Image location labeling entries
>> Start

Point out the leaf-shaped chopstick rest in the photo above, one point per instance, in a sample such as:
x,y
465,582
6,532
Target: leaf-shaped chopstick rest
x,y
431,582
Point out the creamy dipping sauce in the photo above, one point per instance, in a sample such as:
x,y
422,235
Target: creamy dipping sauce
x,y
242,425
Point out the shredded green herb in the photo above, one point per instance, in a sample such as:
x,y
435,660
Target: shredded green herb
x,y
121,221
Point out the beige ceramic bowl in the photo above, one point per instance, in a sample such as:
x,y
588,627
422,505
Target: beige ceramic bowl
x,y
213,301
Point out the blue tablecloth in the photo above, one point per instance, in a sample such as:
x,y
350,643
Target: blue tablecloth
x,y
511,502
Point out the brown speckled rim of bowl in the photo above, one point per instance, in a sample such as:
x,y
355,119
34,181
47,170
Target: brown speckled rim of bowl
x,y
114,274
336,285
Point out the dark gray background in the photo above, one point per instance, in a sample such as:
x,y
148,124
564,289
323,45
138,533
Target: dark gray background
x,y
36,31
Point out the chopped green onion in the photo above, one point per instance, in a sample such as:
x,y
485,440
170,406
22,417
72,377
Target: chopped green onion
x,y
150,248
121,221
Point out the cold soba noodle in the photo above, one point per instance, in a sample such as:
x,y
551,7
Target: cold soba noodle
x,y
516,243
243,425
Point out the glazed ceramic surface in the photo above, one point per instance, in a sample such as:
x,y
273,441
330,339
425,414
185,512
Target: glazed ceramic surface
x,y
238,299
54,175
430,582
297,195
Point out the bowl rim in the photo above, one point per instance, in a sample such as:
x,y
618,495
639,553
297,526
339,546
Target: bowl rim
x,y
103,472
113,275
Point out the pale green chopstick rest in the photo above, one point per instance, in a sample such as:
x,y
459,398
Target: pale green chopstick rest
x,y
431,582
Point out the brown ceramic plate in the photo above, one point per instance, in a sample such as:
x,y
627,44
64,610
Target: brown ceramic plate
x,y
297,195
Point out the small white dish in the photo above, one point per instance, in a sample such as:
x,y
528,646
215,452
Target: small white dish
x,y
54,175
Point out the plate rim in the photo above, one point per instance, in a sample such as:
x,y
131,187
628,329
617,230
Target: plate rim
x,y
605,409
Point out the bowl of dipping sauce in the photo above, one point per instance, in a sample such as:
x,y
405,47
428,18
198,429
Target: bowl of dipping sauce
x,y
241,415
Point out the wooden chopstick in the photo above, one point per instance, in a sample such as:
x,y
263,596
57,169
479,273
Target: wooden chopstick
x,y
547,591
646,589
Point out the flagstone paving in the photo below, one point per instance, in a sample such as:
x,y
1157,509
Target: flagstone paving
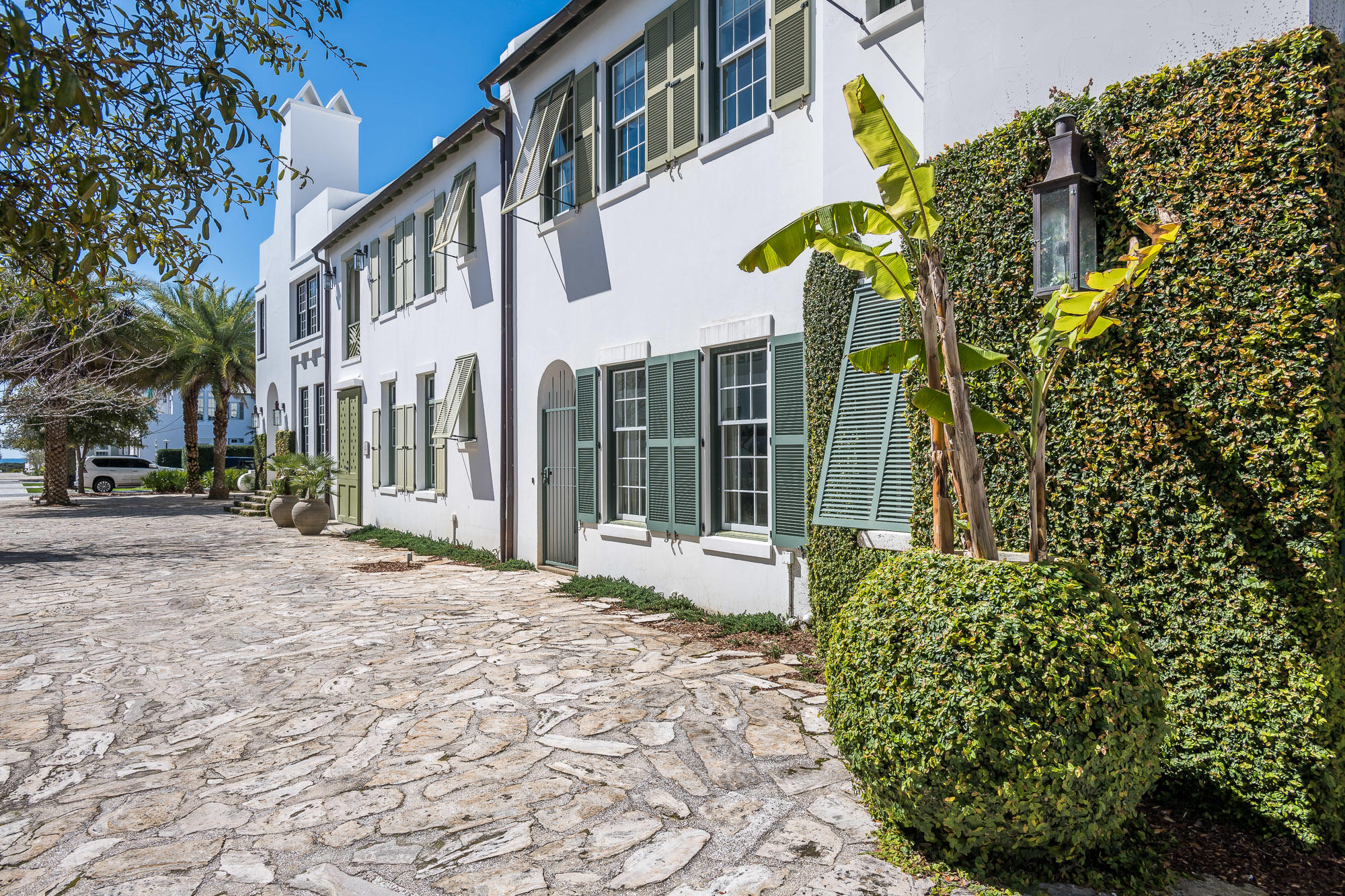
x,y
193,702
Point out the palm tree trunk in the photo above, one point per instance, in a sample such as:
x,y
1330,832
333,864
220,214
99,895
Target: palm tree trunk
x,y
220,485
192,450
56,482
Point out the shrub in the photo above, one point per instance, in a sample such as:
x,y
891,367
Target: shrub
x,y
1005,713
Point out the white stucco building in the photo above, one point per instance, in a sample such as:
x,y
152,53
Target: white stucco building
x,y
537,338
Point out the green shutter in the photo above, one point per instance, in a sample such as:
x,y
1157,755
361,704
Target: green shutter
x,y
586,135
792,50
657,41
586,448
375,266
658,444
377,447
867,469
685,400
789,443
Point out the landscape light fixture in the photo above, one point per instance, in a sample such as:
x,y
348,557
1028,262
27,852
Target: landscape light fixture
x,y
1065,218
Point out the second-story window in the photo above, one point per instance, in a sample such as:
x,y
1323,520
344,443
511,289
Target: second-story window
x,y
742,52
306,309
629,115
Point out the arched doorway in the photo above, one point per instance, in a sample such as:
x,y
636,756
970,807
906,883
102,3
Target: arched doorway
x,y
559,520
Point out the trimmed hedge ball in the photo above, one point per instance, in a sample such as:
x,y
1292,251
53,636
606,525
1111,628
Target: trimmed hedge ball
x,y
1005,712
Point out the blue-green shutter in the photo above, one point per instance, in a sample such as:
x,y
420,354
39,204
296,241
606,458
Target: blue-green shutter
x,y
685,403
586,450
867,469
658,444
789,443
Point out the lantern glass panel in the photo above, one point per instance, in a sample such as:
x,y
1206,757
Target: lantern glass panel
x,y
1055,239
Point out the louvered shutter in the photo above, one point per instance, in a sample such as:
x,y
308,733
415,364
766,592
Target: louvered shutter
x,y
792,52
586,447
685,400
586,135
658,444
867,469
377,448
658,33
375,283
789,443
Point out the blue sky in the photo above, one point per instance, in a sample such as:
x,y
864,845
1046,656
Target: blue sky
x,y
423,60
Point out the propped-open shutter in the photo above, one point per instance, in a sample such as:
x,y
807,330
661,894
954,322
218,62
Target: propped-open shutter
x,y
658,444
867,469
789,443
586,135
685,400
658,33
792,52
377,448
586,444
375,283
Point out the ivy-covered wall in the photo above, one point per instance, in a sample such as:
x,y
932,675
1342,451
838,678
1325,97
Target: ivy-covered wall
x,y
1198,455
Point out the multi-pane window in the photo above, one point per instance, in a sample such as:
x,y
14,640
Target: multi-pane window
x,y
303,420
321,420
742,50
629,114
306,309
562,170
744,423
629,430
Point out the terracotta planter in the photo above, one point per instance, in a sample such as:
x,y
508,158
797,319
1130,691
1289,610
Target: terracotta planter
x,y
280,507
311,516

>> End

Stated exercise
Change every "one point per instance" in the items above to "one point for each instance" and keep everything else the same. Leave the pictures out of your answer.

Solution for this task
Point out the leaf-shaped chopstick rest in the photo above, one point for each instance, in a sample such as:
x,y
465,582
6,532
Target: leaf-shaped chopstick rest
x,y
431,582
Point out the creamy dipping sauce in the photo above, one point for each instance, in a sample such as:
x,y
422,235
Target: creamy dipping sauce
x,y
242,425
Point out the shredded green herb in the photo above, one point for each instance, in a sample such as:
x,y
435,660
Target: shredded green herb
x,y
121,221
Point out the beige ceramic bowl in the photo above, one point for each instance, in a sample such as:
x,y
588,627
422,505
Target: beige ceramic bowl
x,y
213,301
Point out the blue tablecloth in the photo above, one point for each instance, in a sample such as:
x,y
350,643
Target: blue tablecloth
x,y
511,502
Point out the brown speckled rim of bowl in the photo above, one point for each instance, in a sample such as:
x,y
355,119
34,181
47,170
Target: brown speckled rim of bowl
x,y
114,274
336,285
Point out the dark gray background in the photo above, one point for each instance, in a sample such as:
x,y
148,124
564,289
323,45
138,533
Target: dark gray background
x,y
36,31
Point out the chopped green onion in the photo above, one point for each instance, in a sample such as:
x,y
485,440
170,406
22,417
72,377
Target: chopped green onion
x,y
150,248
121,221
Point out the cold soba noodle in the photo above, one point for each instance, in a sample such as:
x,y
551,7
Target: cold soba noodle
x,y
516,243
243,425
Point out the glazed ceramic surface in the photo above, one point for each instance, in a sample such as:
x,y
273,441
330,339
425,414
185,512
Target: glazed ceramic surface
x,y
238,299
54,175
430,582
297,195
Point out the bowl rim in the photo above, one point for each instance, in a sample such as:
x,y
618,495
639,553
297,526
339,546
Target: bowl rim
x,y
103,472
113,275
Point out the pale green chopstick rest in the photo above, one point for each instance, in a sample such as:
x,y
459,398
Target: pale green chopstick rest
x,y
431,582
Point out the brown ceramic plate in the photo above, one point for each instance, in a sample such as:
x,y
627,44
64,610
Target: brown ceramic plate
x,y
297,195
Point out the small white dish in the photo above, one point for each instance, in a sample such as:
x,y
528,646
215,452
Target: small white dish
x,y
54,175
Point out the plate rim in the photo above, one point for each instance, in a sample such as:
x,y
131,187
628,329
617,230
Target: plate rim
x,y
605,409
Point out the bowl of dipping sauce in the photo above, one point for each instance, in a sample such as:
x,y
405,47
428,18
198,429
Target: bowl of dipping sauce
x,y
241,415
Point out the wooden chopstick in the photo above, one point for each instance, in a sample such as:
x,y
263,596
57,169
479,273
Target: wooden chopstick
x,y
547,591
646,589
Point out the flagstone paving in the photo below, one point for each instance, in a sample such as:
x,y
1157,509
Target: flagstone paving
x,y
193,702
Point out the palm tree trunk in the photo above, one point for each instance, in a sample such as:
x,y
1330,832
333,864
220,214
99,895
Target: palm tree trunk
x,y
220,485
192,450
56,482
Point out the shrub in the photo above, one point for each instance, in a sample such as:
x,y
891,367
Target: shrub
x,y
1005,713
Point out the white stucco building in the photo above, one point for each instance, in a sample such as:
x,y
152,53
Target: white stucco building
x,y
537,338
Point out the green shutter in the photo above, one point for each instance, in a sample such as:
x,y
1157,755
361,704
Target: green shutter
x,y
586,135
792,50
657,41
586,448
375,266
658,444
377,447
867,469
685,400
789,443
Point out the landscape light fixture in the photo above, one point for each instance, in a sample such as:
x,y
348,557
1028,262
27,852
Target: landscape light fixture
x,y
1065,218
Point out the second-story window in the photo above, one point for each instance, in a sample such as:
x,y
1323,520
344,443
511,289
Target: second-story window
x,y
742,52
306,309
629,115
Point out the arched doorway in the photo above, one point for each instance, in a sample such as:
x,y
636,756
970,807
906,883
102,3
Target: arched doorway
x,y
559,520
Point out the trimmed hedge ball in the photo above, one point for each instance, in a sample such as:
x,y
1292,251
53,636
606,525
1111,628
Target: trimmed hedge ball
x,y
1005,712
Point out the blue-green shutter in the photo above, one point for each instance, in a sample such as:
x,y
420,354
39,204
296,241
606,458
Target: blue-green shutter
x,y
685,403
586,450
867,469
658,444
789,443
Point out the lantern glass panel in the photo above, one point for each instance, in a sample such as:
x,y
1206,757
Target: lantern glass panel
x,y
1055,239
Point out the louvered shutter in the photo above, one point for each instance, in a sample such as:
x,y
308,733
415,364
766,592
Target: louvered shutter
x,y
792,52
586,447
685,400
586,135
658,444
867,469
377,448
658,33
375,283
789,443
Point out the blue sky in the photo above, one point for each instance, in a sample such as:
x,y
864,845
1046,656
Target: blue sky
x,y
423,60
Point out the propped-open shutter in the photo above, one point for each instance, in a sample such as:
x,y
807,330
661,894
954,322
218,62
Target: propped-open shutter
x,y
658,444
867,469
789,443
586,135
685,400
658,33
792,52
377,448
586,444
375,283
Point out the ivy-covered wall in the photo above, one point for each instance, in a sample such as:
x,y
932,675
1342,451
838,678
1325,97
Target: ivy-covered wall
x,y
1198,455
Point out the multi-pane window in the photo above, one point for each instance, in a sample such as:
x,y
14,640
Target: multi-pane window
x,y
303,420
321,420
742,50
629,114
306,309
562,170
744,423
629,430
Point out the terracotta planter in the photo above, one point for each instance, in a sample such as:
x,y
508,158
797,319
1130,691
1289,610
Target: terracotta planter
x,y
280,507
311,516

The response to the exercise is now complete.